§ Given task
Reproduce every one of the rows below word for word, changing and adding nothing.

§ Input rows

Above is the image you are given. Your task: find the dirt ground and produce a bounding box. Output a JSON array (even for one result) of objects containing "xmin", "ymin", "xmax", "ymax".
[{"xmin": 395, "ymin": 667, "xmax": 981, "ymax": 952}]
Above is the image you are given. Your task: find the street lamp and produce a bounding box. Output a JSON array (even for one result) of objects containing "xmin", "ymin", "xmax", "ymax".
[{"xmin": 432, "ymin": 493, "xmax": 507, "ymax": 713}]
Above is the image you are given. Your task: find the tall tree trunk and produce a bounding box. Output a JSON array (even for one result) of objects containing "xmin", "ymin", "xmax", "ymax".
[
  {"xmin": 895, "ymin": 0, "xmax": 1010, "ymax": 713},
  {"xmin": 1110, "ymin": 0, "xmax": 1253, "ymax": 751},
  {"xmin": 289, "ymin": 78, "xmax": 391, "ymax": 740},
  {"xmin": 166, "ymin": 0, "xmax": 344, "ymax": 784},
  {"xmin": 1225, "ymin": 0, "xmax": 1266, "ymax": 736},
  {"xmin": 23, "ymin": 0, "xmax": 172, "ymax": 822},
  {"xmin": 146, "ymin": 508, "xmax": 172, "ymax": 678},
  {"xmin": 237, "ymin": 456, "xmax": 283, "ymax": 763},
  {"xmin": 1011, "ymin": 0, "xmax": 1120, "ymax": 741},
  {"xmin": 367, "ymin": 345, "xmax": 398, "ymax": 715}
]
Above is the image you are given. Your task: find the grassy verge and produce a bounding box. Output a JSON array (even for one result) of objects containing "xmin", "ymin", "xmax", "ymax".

§ Solution below
Above is the image you are given. Your task: find the dirt ground and produce a bounding box. Output a JSON array (even for one result) of objects containing "xmin", "ymin", "xmax", "ymax".
[{"xmin": 395, "ymin": 667, "xmax": 981, "ymax": 952}]
Above is the image you are given. Your task: find the street lamp and produce a bounding box. Output a JSON array (even for one result) of objects containing "xmin", "ymin", "xmax", "ymax".
[{"xmin": 432, "ymin": 493, "xmax": 507, "ymax": 713}]
Above is the image you are given. Your task: find the tall tree trunk and produce a bounding box. Output a JSON array (even for one result) of objects containing "xmin", "ymin", "xmax", "ymax".
[
  {"xmin": 895, "ymin": 0, "xmax": 1010, "ymax": 713},
  {"xmin": 1110, "ymin": 0, "xmax": 1253, "ymax": 751},
  {"xmin": 289, "ymin": 78, "xmax": 391, "ymax": 740},
  {"xmin": 166, "ymin": 0, "xmax": 344, "ymax": 784},
  {"xmin": 1225, "ymin": 0, "xmax": 1266, "ymax": 736},
  {"xmin": 23, "ymin": 0, "xmax": 172, "ymax": 822},
  {"xmin": 146, "ymin": 508, "xmax": 172, "ymax": 678},
  {"xmin": 237, "ymin": 456, "xmax": 283, "ymax": 763},
  {"xmin": 1011, "ymin": 0, "xmax": 1120, "ymax": 741},
  {"xmin": 367, "ymin": 345, "xmax": 398, "ymax": 715}
]
Above is the image you are given. Your task: find the grassy verge and produce a bounding box. Output a JSON array (even for one result) of objects containing "xmin", "ymin", "xmax", "ymax".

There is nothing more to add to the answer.